Excerpted data:

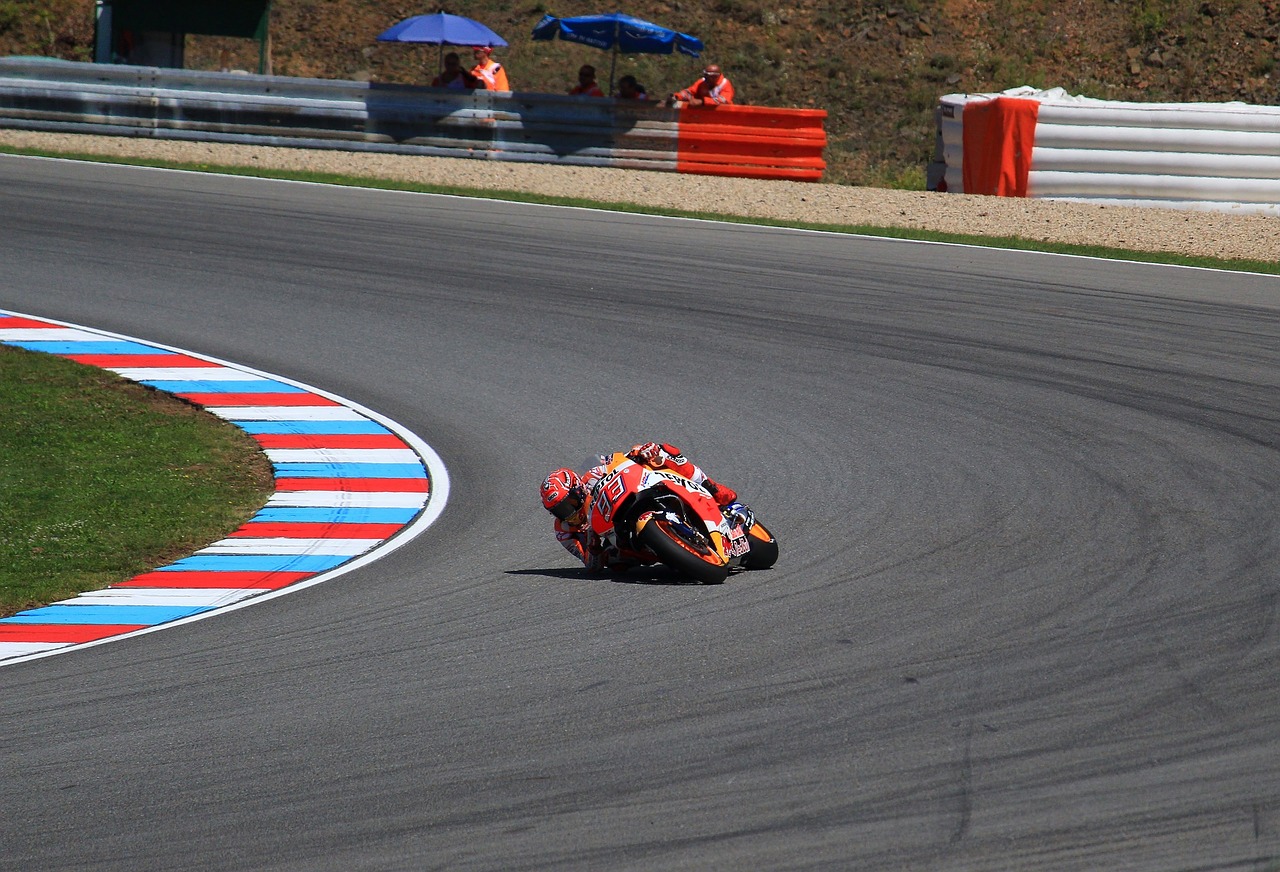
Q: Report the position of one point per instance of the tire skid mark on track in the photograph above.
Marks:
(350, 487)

==

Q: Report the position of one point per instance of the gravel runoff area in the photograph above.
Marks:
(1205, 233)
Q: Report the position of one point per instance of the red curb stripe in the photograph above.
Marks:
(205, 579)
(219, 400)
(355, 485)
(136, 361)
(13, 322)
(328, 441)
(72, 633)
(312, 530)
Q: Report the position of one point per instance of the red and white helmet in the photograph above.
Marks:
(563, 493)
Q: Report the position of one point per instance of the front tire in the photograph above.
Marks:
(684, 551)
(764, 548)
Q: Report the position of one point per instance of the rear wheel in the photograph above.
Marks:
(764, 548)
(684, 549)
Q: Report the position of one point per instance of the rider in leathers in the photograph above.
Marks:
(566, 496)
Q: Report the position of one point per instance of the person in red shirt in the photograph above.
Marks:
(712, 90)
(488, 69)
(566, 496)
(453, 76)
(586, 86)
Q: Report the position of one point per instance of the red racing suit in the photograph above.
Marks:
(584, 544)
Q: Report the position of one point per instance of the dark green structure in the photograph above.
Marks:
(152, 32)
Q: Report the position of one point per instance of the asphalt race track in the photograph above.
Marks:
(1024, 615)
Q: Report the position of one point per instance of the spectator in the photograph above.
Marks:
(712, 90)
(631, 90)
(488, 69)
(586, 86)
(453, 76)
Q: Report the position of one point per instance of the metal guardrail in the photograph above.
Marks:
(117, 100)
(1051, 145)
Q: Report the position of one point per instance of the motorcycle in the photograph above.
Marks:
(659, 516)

* * *

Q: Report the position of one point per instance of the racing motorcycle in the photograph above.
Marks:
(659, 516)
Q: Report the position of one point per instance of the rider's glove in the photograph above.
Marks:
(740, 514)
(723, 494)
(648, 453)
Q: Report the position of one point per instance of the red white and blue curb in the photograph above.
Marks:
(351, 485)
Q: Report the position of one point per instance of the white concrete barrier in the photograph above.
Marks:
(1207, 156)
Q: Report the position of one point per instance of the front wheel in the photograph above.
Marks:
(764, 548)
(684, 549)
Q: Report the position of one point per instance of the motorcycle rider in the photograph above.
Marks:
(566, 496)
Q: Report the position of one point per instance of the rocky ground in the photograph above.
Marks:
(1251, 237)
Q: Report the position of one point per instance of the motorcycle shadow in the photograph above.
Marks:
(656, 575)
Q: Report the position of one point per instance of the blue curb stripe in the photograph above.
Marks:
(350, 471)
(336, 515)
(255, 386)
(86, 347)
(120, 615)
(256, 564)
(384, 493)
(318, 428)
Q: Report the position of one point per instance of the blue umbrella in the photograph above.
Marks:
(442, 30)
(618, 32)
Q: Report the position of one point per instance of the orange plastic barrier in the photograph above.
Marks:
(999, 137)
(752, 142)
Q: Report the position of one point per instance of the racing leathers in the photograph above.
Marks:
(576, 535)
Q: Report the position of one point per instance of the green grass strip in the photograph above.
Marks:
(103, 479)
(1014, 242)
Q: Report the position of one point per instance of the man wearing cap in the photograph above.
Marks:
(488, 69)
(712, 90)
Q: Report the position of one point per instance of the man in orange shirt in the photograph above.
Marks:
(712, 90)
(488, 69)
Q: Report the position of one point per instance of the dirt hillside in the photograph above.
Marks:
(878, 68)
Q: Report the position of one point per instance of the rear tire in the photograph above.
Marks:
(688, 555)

Your instructions: Rewrite the rows from the line that contains "umbrella in the photograph above." through the line that contains "(1014, 242)", both ends included. Adjust every coordinate pair in the answers by adding -7 to each number, and copy all other lines in that span unchanged.

Expected answer:
Q: Report the position of one point per instance of the blue umbrella in the photograph above.
Marks:
(435, 23)
(611, 25)
Q: Report the position of one point per instance of the orange plastic barrier in the photograph above.
Marks:
(992, 130)
(745, 135)
Q: Report the position of one point per instance of the racing leathers in the photograph above.
Marks:
(569, 528)
Q: Report the position of one point per instance of the green grass strip in the photograph above.
Marks:
(96, 472)
(1007, 235)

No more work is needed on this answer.